About this exercise: Return the full set of entries precisely. Do not carry over any pictures.

Stored data entries
+ + + +

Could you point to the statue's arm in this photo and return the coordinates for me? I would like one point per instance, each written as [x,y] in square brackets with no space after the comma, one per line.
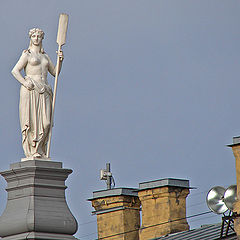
[16,71]
[52,68]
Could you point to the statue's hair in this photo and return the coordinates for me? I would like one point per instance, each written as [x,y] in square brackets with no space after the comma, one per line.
[34,30]
[31,32]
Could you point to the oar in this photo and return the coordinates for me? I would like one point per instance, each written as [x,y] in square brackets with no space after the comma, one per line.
[61,40]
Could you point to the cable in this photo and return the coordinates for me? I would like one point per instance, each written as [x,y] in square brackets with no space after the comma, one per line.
[195,215]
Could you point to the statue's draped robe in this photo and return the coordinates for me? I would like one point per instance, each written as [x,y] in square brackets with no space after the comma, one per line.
[35,109]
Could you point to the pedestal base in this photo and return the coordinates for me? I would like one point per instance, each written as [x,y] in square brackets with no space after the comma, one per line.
[39,236]
[36,202]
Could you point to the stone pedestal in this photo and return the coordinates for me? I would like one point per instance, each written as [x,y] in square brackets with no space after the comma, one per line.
[117,211]
[163,207]
[36,205]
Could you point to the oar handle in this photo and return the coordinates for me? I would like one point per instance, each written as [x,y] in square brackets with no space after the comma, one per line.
[53,101]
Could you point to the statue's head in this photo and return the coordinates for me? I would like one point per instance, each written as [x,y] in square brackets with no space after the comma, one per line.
[36,30]
[36,36]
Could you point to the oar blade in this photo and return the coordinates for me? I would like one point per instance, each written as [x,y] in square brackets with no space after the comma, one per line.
[62,29]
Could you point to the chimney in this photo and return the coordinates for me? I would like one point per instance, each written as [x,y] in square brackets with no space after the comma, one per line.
[117,213]
[236,152]
[163,207]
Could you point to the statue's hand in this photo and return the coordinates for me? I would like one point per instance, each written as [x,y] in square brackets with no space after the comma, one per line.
[28,84]
[60,55]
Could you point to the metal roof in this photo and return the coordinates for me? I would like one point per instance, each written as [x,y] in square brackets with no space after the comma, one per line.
[171,182]
[115,192]
[207,232]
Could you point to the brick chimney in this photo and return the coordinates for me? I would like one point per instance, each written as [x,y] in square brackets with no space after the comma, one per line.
[163,205]
[117,213]
[236,152]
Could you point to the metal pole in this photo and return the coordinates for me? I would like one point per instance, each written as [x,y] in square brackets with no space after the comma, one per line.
[109,178]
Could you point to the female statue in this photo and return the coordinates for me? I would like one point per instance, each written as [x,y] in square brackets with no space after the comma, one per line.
[35,106]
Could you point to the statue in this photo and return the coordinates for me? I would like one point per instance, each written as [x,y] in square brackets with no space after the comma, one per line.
[35,106]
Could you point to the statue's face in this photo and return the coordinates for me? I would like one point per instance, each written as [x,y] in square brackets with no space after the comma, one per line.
[36,38]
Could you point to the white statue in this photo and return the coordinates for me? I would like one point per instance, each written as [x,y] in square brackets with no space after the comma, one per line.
[35,106]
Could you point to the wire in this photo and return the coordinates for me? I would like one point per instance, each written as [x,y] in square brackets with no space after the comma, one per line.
[195,215]
[114,184]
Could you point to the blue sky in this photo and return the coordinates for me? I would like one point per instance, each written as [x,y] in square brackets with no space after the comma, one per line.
[150,86]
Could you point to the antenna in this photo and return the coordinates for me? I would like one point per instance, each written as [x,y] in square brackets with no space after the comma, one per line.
[230,196]
[105,174]
[221,200]
[215,200]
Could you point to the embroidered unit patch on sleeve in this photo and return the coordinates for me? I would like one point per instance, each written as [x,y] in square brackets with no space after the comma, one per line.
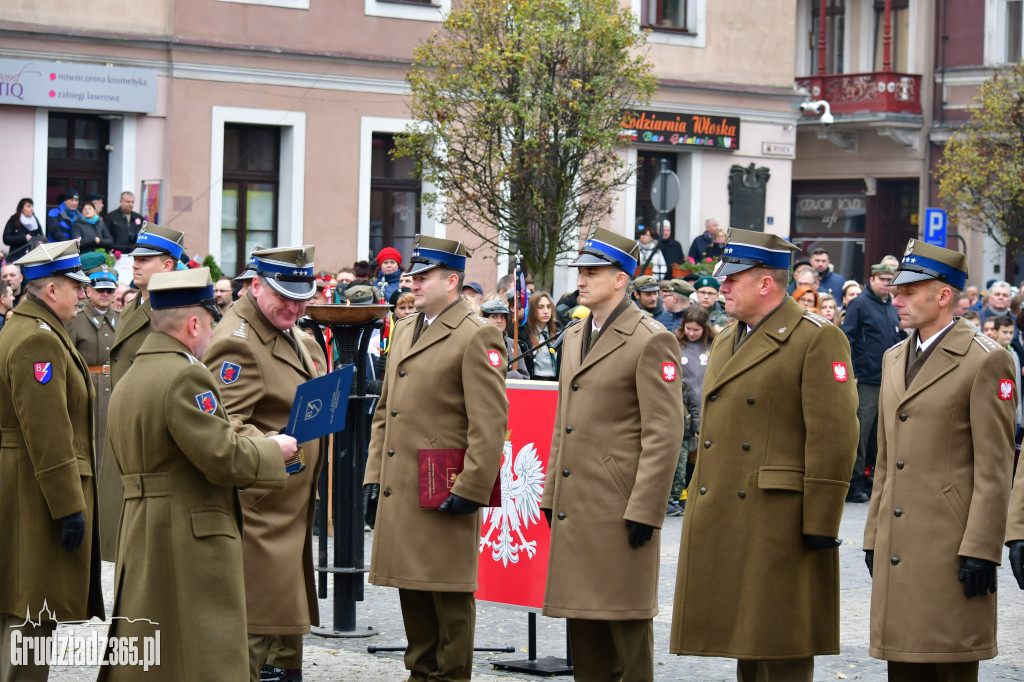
[839,371]
[1006,389]
[669,371]
[44,372]
[207,402]
[229,372]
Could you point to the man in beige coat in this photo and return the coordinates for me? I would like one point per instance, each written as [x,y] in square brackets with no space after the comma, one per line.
[443,388]
[259,360]
[48,544]
[158,250]
[759,565]
[613,453]
[938,511]
[179,542]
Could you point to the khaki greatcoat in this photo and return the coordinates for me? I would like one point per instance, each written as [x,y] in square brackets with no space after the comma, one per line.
[281,590]
[133,327]
[945,457]
[92,333]
[778,438]
[613,452]
[179,538]
[46,470]
[441,391]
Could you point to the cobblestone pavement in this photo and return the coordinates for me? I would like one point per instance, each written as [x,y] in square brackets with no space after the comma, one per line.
[330,658]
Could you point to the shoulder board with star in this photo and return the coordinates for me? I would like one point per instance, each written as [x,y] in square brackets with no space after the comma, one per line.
[816,318]
[986,342]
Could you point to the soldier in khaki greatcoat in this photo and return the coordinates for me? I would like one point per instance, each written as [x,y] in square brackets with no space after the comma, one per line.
[758,573]
[158,250]
[613,453]
[48,535]
[179,540]
[92,333]
[938,510]
[258,359]
[443,388]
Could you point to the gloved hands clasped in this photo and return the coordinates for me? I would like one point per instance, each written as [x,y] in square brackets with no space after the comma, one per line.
[978,576]
[456,505]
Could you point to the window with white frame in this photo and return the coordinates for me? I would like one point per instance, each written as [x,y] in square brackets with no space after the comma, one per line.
[417,10]
[667,15]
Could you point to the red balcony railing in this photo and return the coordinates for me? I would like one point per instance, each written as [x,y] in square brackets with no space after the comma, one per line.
[883,91]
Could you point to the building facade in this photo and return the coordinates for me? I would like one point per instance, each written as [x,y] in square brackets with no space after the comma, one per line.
[268,122]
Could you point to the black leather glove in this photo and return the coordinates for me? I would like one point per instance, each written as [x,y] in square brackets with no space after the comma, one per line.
[978,576]
[1017,560]
[456,505]
[818,543]
[371,494]
[72,531]
[639,533]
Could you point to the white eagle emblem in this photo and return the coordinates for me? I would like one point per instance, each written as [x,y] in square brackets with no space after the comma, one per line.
[522,484]
[1006,389]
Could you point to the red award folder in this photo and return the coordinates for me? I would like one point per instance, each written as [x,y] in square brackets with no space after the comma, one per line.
[438,471]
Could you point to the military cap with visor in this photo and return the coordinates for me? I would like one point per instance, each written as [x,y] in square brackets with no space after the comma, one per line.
[607,248]
[183,289]
[156,240]
[645,283]
[927,261]
[431,252]
[288,270]
[53,259]
[745,249]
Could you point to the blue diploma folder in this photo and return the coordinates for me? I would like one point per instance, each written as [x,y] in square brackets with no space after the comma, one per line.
[320,406]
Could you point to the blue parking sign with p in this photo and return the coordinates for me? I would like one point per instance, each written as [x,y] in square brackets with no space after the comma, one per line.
[935,226]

+ + + +

Solution to this task:
Could you point to the statue's arm in this photo and return the coordinates for me? I would like one point per instance, each written as [x,y] in square brackets with no space after the comma, one per line.
[16,71]
[52,68]
Could you point to the statue's hair in this photo and return the coordinates for me? I would like one point per instance, each written as [x,y] in square brackets with no space after the comma, one per line.
[34,30]
[31,32]
Could you point to the oar in this photo and return the coordinates for me? I would like one point per instance, each written as [x,y] in square brackets with no space after the comma, one per line.
[61,40]
Could you point to the cable in this photo and return the coordinates for me? I would like one point per instance, each written as [x,y] in square brackets with no space after the comma, one per line.
[195,215]
Could you point to the statue's draped robe in this photo and return the coordinates for me? I would like one point per instance, each written as [x,y] in square brackets with no space after the comma, one per line.
[35,109]
Could you point to the pedestal base in this photo and return the coordinates for me? I would like one point per instance, each written as [x,y] in square brackets with no space after the comma, one per line.
[39,236]
[36,202]
Could you point to the stone pedestal in this photo and return the coordinates for me? I would like one point per instance, each written as [x,y] in square brackets with no space after the comma, one per line.
[117,211]
[163,207]
[36,205]
Could you point to the oar handle in this photo and return the coordinates for me? I would like one point per instance, each written as [x,y] in square brackets with no space after the comma, one per line.
[53,101]
Could you point to the statue's head in this photo and return the coordinates for me? I would like one point per instance, each written as [x,y] in square brackets with no space after the comma, one per line.
[36,30]
[36,36]
Could you point to the oar blade in this photo and return the coordinates for me? I would like one point per instance, each written as [x,y] in square brackets with no space after the comma, one per line.
[62,29]
Could you point to the chimney in this photo and return the coordinates for me? I would like one point per instance, each written as [x,y] in square brackets with no space after the comma, one per line.
[117,213]
[236,152]
[163,207]
Could you point to the statue's hand in this photo and return the coordinates for me? I would like one point per instance, each written as [x,y] in square brackets with no space after the comma, one per line.
[28,84]
[60,55]
Could you point to the metal roof in this photo and return the coordinates for me? I would like one point per instance, each written as [x,y] in square brackets with no space after the comma, one per line.
[171,182]
[115,192]
[207,232]
Could you point to the brick chimney in this photo and return the coordinates for me? I would like one point per instance, each written as [x,y] in square brackets with no space after the comma, one per line.
[163,205]
[117,213]
[236,152]
Could you point to the metal pole in this photo and return the coordinates for me? I would like one point per instance, each written as [x,y] in square brackets with no space after the comma, one per line.
[109,178]
Could you point to the female statue in this photo and return the coordinates for me? I would like one point per instance, each written as [x,y] in square brackets with no space after the comma, one per line.
[35,106]
Could you point to the statue in this photo and return the coordinates for me? I would like one point per instance, each written as [x,y] in square brackets with no space after the comma, one per line.
[35,106]
Could you point to the statue's face in this photo and return the coordinates for me? I would like one point per instance, each written as [x,y] in square brackets with no space after the comma, one per line.
[36,38]
Could you point to the white statue in this photo and return the coordinates for me? I would like one point per instance, each written as [x,y] in square brackets with no space after the comma, one per line.
[35,106]
Could you point to the wire in this photo and return the coordinates for me? I would like one point per instance, each written as [x,y] in square brackets with no space after the comma, one per line.
[195,215]
[114,184]
Could you point to the blue sky in this photo and return the coordinates for me? I would like one point per instance, each written as [x,y] in square brackets with no space after the comma, one per line.
[150,86]
Could you point to the antenna in this photo and return the coordinates for me? I would like one point per instance, each written as [x,y] in square brackets with no space after the comma, one per line.
[230,196]
[105,174]
[221,200]
[215,200]
Could you point to the embroidered unit patch on sleeve in this photo and return the coordinates for me? I would like one point per instance, each written as [x,y] in square brackets with no space after the comma, one per line.
[839,371]
[1006,389]
[669,371]
[44,372]
[207,402]
[229,372]
Could you point to the man in beige coat in this photo and return the coordinates for me? I would like one point per instance, each written as [x,y] in square brackets with no space after the comma, one per line.
[443,388]
[259,360]
[48,544]
[158,250]
[759,565]
[613,453]
[938,511]
[179,542]
Could you point to the khaki greatcoat in this photo and return the coordinates for me? I would like one point per instance, each written as [x,y] in square brackets with no space after the comma, one per line.
[281,590]
[133,327]
[945,457]
[92,333]
[778,438]
[613,452]
[179,538]
[46,470]
[441,391]
Could you point to the cobblestone pavement in this photo and return the coordinates for me? I would like one point per instance, each written as [x,y] in square brackets with no space after the comma, one per line.
[330,658]
Could you point to the shoulder board with star in this photo and return the coordinates for me? I would like one point per instance, each written as [x,y] in square brackets with no space after the comma, one per line.
[816,318]
[986,342]
Could you point to the soldier in khaki greatcoat in this photo and return the coordinates for me? I would like one point per instance, each written as [x,y] in square brackets with no space after the comma, one per line.
[758,573]
[158,250]
[613,453]
[48,535]
[179,540]
[92,333]
[938,510]
[258,359]
[443,388]
Could you point to the gloved hands clasped in this photo and return the coordinates for me? I would like one point per instance, each written as [x,y] in square brackets with no space after the comma, one per line.
[978,576]
[456,505]
Could you point to the window with white frame in this photo and return the coordinates for me? I would like one point per instance, each written as [x,y] in square brackets with no space after the comma, one per line.
[417,10]
[667,15]
Could you point to the red balcony railing in this photo and return the coordinates for me? I would like one point per instance, each written as [x,y] in square brackets with no space after the comma, one per line.
[883,91]
Could you point to the building facade in this photo and return the coordinates for me? I would like one point per instance, each written as [x,y] in square brackets with no space after the comma, one per line.
[268,122]
Could you point to the black leather glove in this photo and return the coordinates for me? I would like one point per instance, each written as [x,y] in square brackets with no space after the comma, one per line.
[978,576]
[1017,560]
[456,505]
[818,543]
[371,494]
[72,531]
[639,533]
Could you point to the white eagle emblem in this photo and return the coordinates for me? I would like one point per instance, each written as [x,y] in square brackets with no space after the comma, one per line.
[522,484]
[1006,389]
Could you point to the red award folder in this photo and return the coordinates for me? I would like one point per instance, each written as [x,y] in square brackets with no space after the comma, one per line.
[438,471]
Could you point to the military cap with visor in this photo and return the coordinates for me? I would like one point per instance, each written as [x,y] in square brackets with no space after the comma, one per line.
[607,248]
[183,289]
[156,240]
[645,283]
[927,261]
[431,252]
[288,270]
[53,259]
[745,249]
Could you point to the blue diploma folder in this photo and return the coordinates for me? I would like one point per instance, each written as [x,y] in square brackets with no space after the comma, one per line.
[320,406]
Could you point to the blue parking sign with p in this photo and return the coordinates for me? I would like one point per instance, each written as [x,y] in square brackets with no space after the comma, one per line.
[935,226]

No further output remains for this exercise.